Task:
Lines with "cheese": please show every one of them from the listing below.

[Records to use]

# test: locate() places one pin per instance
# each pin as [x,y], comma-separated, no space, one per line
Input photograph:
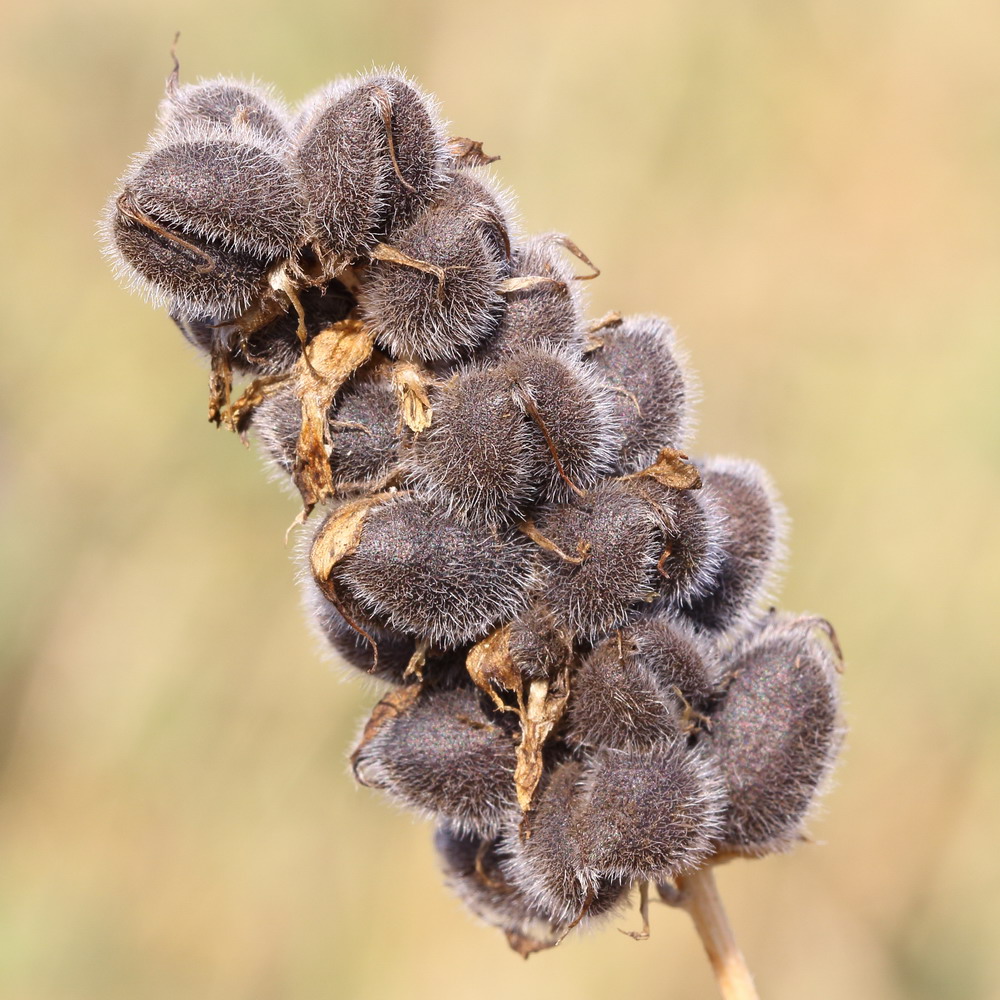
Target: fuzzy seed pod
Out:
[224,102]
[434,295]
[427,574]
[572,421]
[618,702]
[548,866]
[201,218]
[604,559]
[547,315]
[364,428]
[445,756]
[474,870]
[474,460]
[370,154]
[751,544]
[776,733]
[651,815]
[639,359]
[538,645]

[/Records to use]
[Records to use]

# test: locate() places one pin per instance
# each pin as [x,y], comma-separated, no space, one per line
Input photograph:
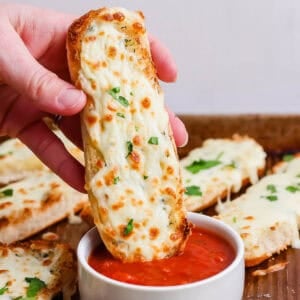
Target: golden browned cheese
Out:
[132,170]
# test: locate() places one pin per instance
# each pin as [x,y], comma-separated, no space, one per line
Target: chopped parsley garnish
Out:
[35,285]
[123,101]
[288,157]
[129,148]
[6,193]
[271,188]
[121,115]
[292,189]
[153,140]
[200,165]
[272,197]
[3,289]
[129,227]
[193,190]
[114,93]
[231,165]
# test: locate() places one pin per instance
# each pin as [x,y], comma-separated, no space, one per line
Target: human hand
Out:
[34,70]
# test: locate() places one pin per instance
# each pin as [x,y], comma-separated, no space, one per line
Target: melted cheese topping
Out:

[/Records to use]

Solution for this problem:
Target: golden browned cheese
Target: melted cheese topping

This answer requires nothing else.